- [WHAT THE TASK REQUIRES] Transcribe the stretch of the video frame interpolation text from "For example, in order" through "frame interpolation flag.".

For example, in order to avoid the occurrence of fewer frames described above, in at least one embodiment of the present disclosure, in addition to steps S101-S103, the method for video frame interpolation processing 10 includes: setting the first frame interpolation flag; and in response to the picture switch existing between the first video frame and the second video frame, modifying the first frame interpolation flag to the second frame interpolation flag.


It should be noted that, in the embodiments of the present disclosure, the terms “first frame interpolation flag”, “second frame interpolation flag” and “third frame interpolation flag” refer to frame interpolation flags at different time points or stages, so as to indicate how many consecutive picture switches exist in the video. The terms “first frame interpolation flag”, “second frame interpolation flag” and “third frame interpolation flag” are not limited to a specific value or a specific order.


For example, in some examples, it is assumed that the video includes a sequence of video frames, for example, the video includes temporally adjacent video frame 1, video frame 2, video frame 3, video frame 4, video frame 5, . . . . For example, in one example, a frame interpolation flag is provided, for example, the frame interpolation flag is initialized as (0, 0). Two adjacent video frames (e.g., the first video frame and the second video frame) are input, assuming that the first video frame is the video frame 2 and the second video frame is the video frame 3. Whether there is a picture switch (subtitle switch or scene switch) between the video frame 2 and the video frame 3 is determined by the method described in the above embodiments. If a picture switch exists between the video frame 2 and the video frame 3, modify the frame interpolation flag from (0,0) to (0,1). For example, in some examples, when it is determined that a picture switch occurs between two adjacent video frames, a value “1” is added to the frame interpolation flag (0,0), and the previous value “0” is popped up, that is, the updated interpolation flag is (0,1). When it is determined that there is no picture switching between two adjacent video frames, a value “0” is added to the frame interpolation flag (0,0), and the previous value “0” is popped up, that is, the updated frame interpolation flag is (0,0).

Boundary labeling material:
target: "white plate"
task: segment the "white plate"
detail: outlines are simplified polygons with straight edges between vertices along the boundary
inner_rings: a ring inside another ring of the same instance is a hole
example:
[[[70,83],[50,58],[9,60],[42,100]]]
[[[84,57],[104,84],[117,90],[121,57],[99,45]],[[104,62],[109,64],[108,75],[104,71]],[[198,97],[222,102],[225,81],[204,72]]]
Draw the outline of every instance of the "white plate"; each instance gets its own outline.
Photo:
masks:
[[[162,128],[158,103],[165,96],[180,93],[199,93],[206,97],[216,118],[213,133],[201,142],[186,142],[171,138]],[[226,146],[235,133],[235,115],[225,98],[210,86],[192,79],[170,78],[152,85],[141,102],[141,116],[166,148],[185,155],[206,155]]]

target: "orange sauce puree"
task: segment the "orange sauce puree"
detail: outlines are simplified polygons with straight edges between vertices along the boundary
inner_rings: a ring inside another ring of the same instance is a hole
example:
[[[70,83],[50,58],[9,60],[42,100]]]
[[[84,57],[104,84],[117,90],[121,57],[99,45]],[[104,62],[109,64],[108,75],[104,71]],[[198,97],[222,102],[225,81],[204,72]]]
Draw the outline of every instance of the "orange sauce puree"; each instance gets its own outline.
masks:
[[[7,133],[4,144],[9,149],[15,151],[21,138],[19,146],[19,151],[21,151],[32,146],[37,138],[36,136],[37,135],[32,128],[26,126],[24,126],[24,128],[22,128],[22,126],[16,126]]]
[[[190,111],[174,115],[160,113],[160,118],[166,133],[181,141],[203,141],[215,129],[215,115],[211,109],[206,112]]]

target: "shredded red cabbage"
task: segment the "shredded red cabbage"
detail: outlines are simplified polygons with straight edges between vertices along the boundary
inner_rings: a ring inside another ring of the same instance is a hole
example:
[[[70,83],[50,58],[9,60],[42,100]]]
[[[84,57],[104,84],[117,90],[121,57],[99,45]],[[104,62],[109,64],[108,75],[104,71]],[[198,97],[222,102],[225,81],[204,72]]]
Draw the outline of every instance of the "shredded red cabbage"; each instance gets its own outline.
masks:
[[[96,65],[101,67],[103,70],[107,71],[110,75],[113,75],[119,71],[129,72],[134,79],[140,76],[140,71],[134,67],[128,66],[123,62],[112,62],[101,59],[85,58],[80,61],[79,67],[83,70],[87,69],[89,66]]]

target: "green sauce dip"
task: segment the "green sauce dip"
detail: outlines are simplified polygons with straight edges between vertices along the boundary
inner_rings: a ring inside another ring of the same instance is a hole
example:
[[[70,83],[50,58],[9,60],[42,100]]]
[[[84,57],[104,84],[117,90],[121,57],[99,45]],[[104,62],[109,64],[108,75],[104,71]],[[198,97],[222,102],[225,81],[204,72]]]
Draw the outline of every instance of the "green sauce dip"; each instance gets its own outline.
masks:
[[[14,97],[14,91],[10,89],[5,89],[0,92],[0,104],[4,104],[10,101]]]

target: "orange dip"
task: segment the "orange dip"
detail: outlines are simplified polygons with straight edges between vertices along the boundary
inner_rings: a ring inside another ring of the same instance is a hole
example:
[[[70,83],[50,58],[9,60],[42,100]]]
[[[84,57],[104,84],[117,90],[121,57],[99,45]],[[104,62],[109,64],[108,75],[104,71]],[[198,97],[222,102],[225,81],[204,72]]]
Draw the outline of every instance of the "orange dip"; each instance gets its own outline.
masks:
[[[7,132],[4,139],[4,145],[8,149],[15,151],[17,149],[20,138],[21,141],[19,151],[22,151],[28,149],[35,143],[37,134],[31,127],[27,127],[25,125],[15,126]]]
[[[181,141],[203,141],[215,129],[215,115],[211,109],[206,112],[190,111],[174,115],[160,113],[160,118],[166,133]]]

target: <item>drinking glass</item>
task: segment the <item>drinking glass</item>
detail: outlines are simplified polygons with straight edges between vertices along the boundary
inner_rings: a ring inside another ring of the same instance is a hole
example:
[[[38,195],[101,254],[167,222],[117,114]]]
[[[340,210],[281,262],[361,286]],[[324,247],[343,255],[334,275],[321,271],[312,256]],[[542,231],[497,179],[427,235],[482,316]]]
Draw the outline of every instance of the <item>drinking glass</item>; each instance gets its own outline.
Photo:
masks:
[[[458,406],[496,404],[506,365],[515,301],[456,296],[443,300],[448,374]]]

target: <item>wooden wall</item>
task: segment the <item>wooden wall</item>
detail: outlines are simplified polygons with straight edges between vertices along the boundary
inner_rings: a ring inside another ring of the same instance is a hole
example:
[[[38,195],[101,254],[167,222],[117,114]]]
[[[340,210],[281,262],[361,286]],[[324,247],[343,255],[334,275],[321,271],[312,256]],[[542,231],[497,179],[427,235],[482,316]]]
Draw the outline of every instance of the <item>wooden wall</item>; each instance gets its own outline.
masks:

- [WRITTEN ANSWER]
For example, in order to avoid the occurrence of fewer frames described above, in at least one embodiment of the present disclosure, in addition to steps S101-S103, the method for video frame interpolation processing 10 includes: setting the first frame interpolation flag; and in response to the picture switch existing between the first video frame and the second video frame, modifying the first frame interpolation flag to the second frame interpolation flag.